> **Your instructions**
Once you reach the line containing "M 758 551 L" in the data below, restate each line word for word up to and including the one containing "Give the mask of the round".
▼
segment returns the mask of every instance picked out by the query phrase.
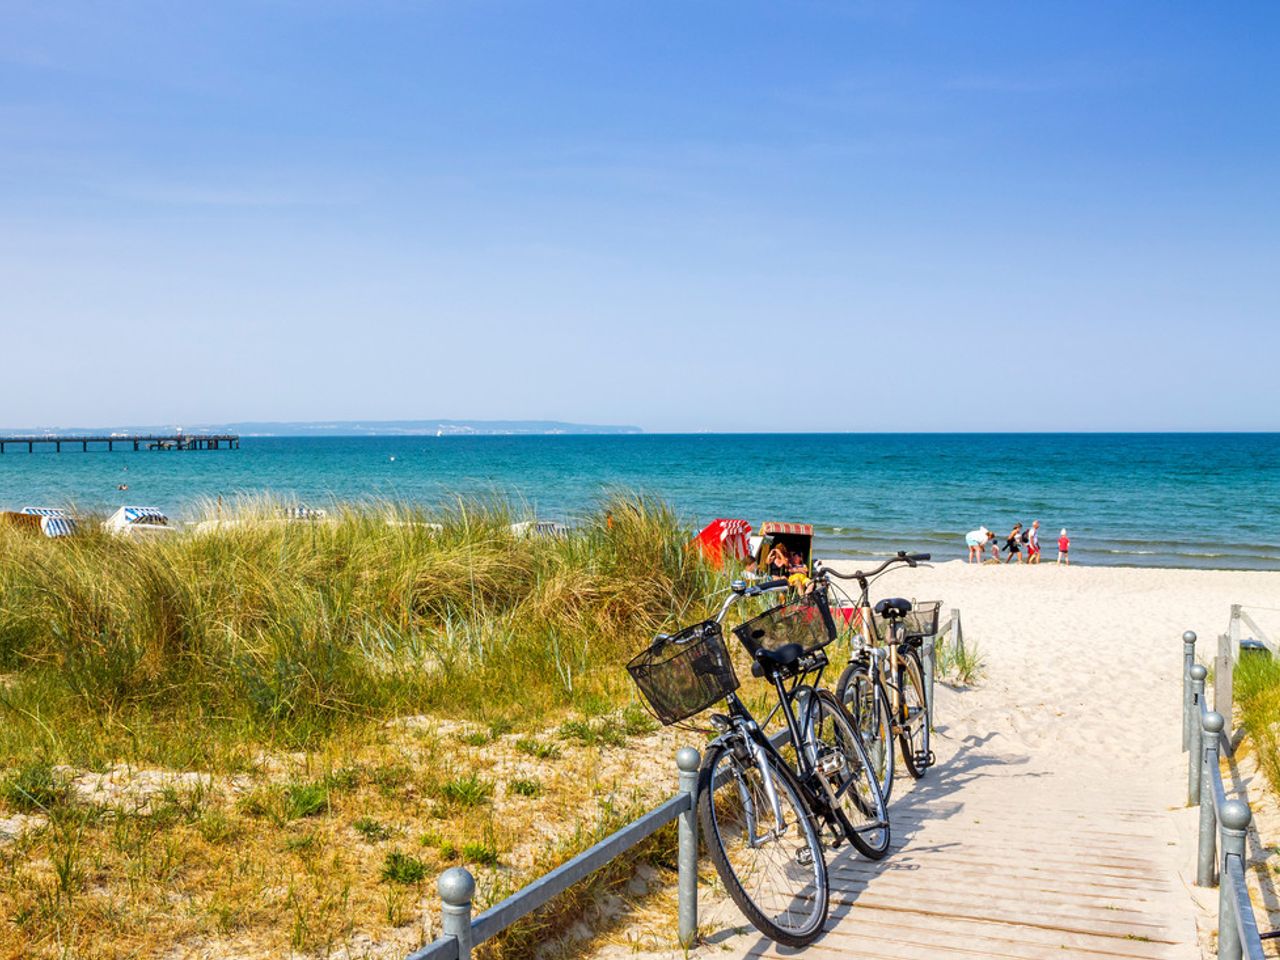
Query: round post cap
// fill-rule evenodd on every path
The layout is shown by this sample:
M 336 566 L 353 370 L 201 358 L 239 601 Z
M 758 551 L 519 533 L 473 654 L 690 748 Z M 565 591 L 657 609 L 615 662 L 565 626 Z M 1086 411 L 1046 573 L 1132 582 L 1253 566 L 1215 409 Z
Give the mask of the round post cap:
▲
▼
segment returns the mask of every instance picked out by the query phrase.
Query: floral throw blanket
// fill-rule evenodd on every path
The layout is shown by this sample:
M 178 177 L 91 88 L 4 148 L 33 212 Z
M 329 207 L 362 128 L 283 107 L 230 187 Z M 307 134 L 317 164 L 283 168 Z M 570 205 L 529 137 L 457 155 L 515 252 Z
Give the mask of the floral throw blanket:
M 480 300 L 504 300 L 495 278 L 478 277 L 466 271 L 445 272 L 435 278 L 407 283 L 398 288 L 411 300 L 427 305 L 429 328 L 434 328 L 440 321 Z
▲
> **Result of this exercise**
M 758 551 L 519 533 L 473 654 L 690 748 Z M 565 591 L 657 609 L 615 662 L 565 626 Z M 1086 411 L 1046 573 L 1132 582 L 1253 566 L 1215 409 Z
Give the mask of the round post cap:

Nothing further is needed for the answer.